## Written problem 1:
In the post about watching VR, what was the first program the writer watched?

## Supplied passage:
Wait, wait…nobody told me you could passively consume VR. I mean, just sit in the comfy chair and gawp as stuff flies or swims all around you! This…this is what I was born for.

I started with Attenborough’s First Life, an animated exploration of the very beginning of life on the planet (no, he did not conclude life was a mistake) and then just let it autoplay from there.

I got a couple of roller coasters, some horror experiences (including a VR section of King’s It), a couple of guys in wing suits gliding through a glacier, a hang glider who operates in my neck of the woods.

All the clips are five to ten minutes, so it’s either expensive to produce or they haven’t figured out how to charge extra for full-length features yet. I could do a lot of this.

Especially as it seems Uncle B and I have caught a lurgie.

(Point annotation records)

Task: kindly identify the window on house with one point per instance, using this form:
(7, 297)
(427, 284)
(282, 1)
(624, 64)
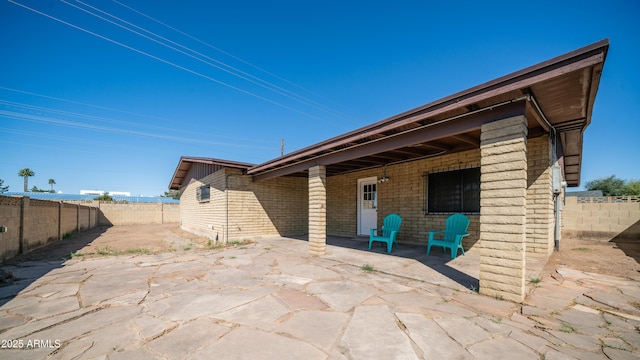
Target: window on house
(453, 191)
(203, 193)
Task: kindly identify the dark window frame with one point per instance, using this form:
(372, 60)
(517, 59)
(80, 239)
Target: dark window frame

## Written problem 2:
Copy the records word for word, starting at the line that contains "Task: kindly identify the dark" and ending with the last line of the records.

## Exercise output 1:
Attenborough's First Life, an animated exploration of the very beginning of life on the planet.

## Exercise output 2:
Task: kindly identify the dark window frame with one point per instance, using this form:
(372, 60)
(517, 59)
(80, 239)
Target: dark window frame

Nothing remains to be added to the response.